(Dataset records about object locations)

::::

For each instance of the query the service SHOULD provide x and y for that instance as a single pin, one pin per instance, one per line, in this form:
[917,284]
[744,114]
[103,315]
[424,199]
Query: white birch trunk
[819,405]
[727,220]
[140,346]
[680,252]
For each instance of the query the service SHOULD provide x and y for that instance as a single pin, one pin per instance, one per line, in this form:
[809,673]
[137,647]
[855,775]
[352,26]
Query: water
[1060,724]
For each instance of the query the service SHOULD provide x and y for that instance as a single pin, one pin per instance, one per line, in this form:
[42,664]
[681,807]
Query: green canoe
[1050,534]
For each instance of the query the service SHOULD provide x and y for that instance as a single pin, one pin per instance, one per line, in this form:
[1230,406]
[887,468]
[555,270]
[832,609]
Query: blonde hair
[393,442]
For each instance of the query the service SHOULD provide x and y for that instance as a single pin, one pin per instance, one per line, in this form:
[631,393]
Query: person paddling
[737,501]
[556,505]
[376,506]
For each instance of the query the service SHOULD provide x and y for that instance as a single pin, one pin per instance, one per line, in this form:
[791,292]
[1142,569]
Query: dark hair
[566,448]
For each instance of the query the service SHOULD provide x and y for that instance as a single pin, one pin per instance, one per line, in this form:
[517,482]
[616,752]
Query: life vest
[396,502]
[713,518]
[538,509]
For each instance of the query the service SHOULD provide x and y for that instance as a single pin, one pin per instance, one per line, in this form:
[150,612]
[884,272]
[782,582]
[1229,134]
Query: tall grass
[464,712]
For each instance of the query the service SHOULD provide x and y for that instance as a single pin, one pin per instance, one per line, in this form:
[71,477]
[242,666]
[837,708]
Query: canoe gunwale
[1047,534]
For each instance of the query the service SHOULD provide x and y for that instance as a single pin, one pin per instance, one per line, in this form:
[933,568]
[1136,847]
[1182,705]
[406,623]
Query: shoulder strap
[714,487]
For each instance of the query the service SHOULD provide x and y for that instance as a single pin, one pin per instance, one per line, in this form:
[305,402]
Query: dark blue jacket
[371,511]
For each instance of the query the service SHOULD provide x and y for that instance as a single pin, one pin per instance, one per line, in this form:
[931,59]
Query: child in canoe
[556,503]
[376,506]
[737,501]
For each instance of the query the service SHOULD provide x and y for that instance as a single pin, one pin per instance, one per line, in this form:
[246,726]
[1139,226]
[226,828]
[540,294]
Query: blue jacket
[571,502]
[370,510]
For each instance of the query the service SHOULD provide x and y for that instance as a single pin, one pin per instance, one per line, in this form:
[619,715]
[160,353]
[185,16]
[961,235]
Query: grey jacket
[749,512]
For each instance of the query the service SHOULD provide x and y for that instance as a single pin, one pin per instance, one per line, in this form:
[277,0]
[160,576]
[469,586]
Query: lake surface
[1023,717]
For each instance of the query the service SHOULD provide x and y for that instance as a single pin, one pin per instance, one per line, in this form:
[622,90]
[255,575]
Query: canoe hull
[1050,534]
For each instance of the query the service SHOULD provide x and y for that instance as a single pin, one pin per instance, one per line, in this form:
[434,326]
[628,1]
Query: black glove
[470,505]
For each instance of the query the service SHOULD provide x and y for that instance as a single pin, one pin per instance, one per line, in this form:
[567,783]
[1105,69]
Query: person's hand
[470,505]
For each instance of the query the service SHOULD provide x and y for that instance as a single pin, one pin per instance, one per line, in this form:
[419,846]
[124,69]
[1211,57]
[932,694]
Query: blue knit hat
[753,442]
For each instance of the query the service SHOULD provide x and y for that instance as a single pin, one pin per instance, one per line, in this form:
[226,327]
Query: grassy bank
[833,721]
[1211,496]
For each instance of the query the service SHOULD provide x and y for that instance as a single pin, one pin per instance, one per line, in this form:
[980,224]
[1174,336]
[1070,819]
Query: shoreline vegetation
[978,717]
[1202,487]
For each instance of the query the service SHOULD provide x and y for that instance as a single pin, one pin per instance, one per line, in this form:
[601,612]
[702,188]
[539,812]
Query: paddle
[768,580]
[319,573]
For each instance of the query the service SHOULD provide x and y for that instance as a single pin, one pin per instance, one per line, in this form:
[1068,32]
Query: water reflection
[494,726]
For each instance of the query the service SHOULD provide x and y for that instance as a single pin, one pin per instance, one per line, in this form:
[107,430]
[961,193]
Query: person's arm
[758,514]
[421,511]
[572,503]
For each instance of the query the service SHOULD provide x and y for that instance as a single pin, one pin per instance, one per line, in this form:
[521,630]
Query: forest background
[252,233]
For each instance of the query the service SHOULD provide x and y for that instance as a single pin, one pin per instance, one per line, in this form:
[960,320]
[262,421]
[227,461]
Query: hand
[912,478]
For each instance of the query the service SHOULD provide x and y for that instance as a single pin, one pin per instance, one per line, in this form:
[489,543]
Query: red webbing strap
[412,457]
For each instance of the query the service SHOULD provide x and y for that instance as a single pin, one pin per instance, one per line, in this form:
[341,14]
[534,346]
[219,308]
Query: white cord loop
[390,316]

::::

- What you will do:
Using the data above, reproduce every line exactly.

- Complete answer:
For each instance of the query the service SHOULD provide x and y for that instance as a single pin, one pin per instance, one per line, in this form:
[917,284]
[744,114]
[103,315]
[424,199]
Query: white birch trunk
[819,405]
[727,220]
[140,346]
[680,252]
For each instance of the query the service SHOULD provide x and y for that instance as a single pin, one pin per instance, one per line, in this form:
[809,673]
[137,647]
[855,775]
[352,26]
Query: water
[1060,724]
For each instance of the query the service SHOULD provide x and y for that instance as a single pin, one pin per instance, one per line, in this form:
[42,664]
[681,807]
Query: green canoe
[1050,534]
For each instance of the query the service SHOULD provide x and y for that instance as a single pin, one pin per instance, one per line, in this form:
[1230,406]
[887,468]
[555,270]
[832,609]
Query: blonde hair
[393,442]
For each instance of the query the service SHOULD provide x and y for that instance as a single pin, one pin per instance, one per line, in this form:
[631,393]
Query: person paddling
[737,501]
[556,505]
[376,506]
For each instance of the query the service SHOULD provide x and y for that instance as a single pin, one pin per instance, one per line, in this form:
[791,292]
[1142,569]
Query: dark hair
[566,448]
For each instance of the query the service SHOULD provide x and y for that instance as a single pin, one pin per instance, one per line, in this form:
[517,482]
[616,752]
Query: life vest
[396,502]
[713,518]
[538,509]
For each instance of the query the service SHOULD provide x and y for that instance as a single pin, one pin per instance, one per line, in this form:
[150,612]
[884,272]
[782,582]
[1229,134]
Query: tall grass
[464,712]
For each instance of the query the service SHOULD provide x and y for that instance as a single pin, one pin per instance, one per line, in this form:
[71,477]
[242,666]
[837,708]
Query: canoe gunwale
[1047,534]
For each instance of the query the service SHOULD provide x and y for that instance as a single pin, one pin per instance, one per line, in this form:
[933,568]
[1136,847]
[1182,705]
[406,623]
Query: shoulder strap
[714,487]
For each instance of the query the service SHOULD provide x and y for that instance as a single pin, one pin per instance, one per line, in this form:
[305,402]
Query: dark blue jacket
[371,511]
For each instance of the query the service SHOULD provide x and y for that instance as a single pin, one pin per instance, one per line, in this form:
[931,59]
Query: child in canoe
[556,503]
[376,506]
[737,501]
For each instance of the query the service SHOULD provide x and y for that instance as a single pin, one pin per instance, one per line, in this form:
[246,726]
[1139,226]
[226,828]
[540,294]
Query: blue jacket
[571,502]
[370,510]
For each instance of the query the service SHOULD provide x and y for that instance as a single pin, one pin per instance, one per line, in this form:
[619,715]
[160,353]
[185,16]
[961,235]
Query: grey jacket
[749,512]
For each instance of the query the service SHOULD provide x and y for that instance as a single pin, one pin per instance, one per line, in this form:
[277,0]
[160,576]
[469,586]
Query: lake surface
[1023,717]
For each instance of the query the service SHOULD provide x and y for that instance as a single pin, one pin per instance, one per line, in this form:
[622,90]
[255,575]
Query: canoe hull
[1050,534]
For each instance of the query the service SHOULD provide x and y for that instance as a single pin, one pin per instance, one per line, in this form:
[434,326]
[628,1]
Query: black glove
[470,505]
For each instance of the query the service SHOULD provide x and y for that instance as a single pin, one pin per instance, one per line, in this form:
[567,783]
[1105,69]
Query: person's hand
[470,505]
For each instance of the query the service SHOULD provide x and y for that instance as a single pin, one pin per instance, one per line, in this form:
[419,846]
[124,69]
[1211,57]
[932,694]
Query: blue knit hat
[753,442]
For each instance of the query the service SHOULD provide x and y for that instance as a single pin, one pin per instance, one per line, in this form:
[226,327]
Query: grassy bank
[833,721]
[1211,496]
For each instance of the query the service SHOULD provide x and y for that instance as a single pin, one pin per instance, one per line, in this form:
[980,224]
[1174,336]
[1070,819]
Query: shoreline vegetation
[978,717]
[1202,487]
For each instance of the query the service SHOULD provide x and y for that instance as a single pin, one pin per instance, one per line, in this form:
[601,612]
[702,188]
[539,812]
Query: paddle
[768,580]
[319,573]
For each instance of the query the service SHOULD provide x and y for that instance as a single pin, one pin per instance, one per line, in this form:
[1068,32]
Query: water reflection
[494,726]
For each instance of the query the service SHOULD provide x and y for that instance as a single pin, one pin per instance, one per line, in this form:
[107,430]
[961,193]
Query: person's arm
[758,514]
[421,511]
[572,503]
For each instance of the query the service SHOULD provide x and y for that instance as a single pin, one pin per instance, one per line, in this form:
[521,630]
Query: forest background
[252,233]
For each instance of the query the service SHOULD provide x and y for that instance as a single pin, one pin per instance, one per line, in this form:
[960,320]
[262,421]
[227,461]
Query: hand
[912,478]
For each instance of the query the service SHOULD provide x and y for that instance as a single pin, one pin per instance, one per line, in this form:
[489,543]
Query: red webbing strap
[412,457]
For each instance of the query the service SHOULD provide x and y for that instance as a single pin, one pin per instance, one per line, in this form:
[341,14]
[534,346]
[219,308]
Query: white cord loop
[390,316]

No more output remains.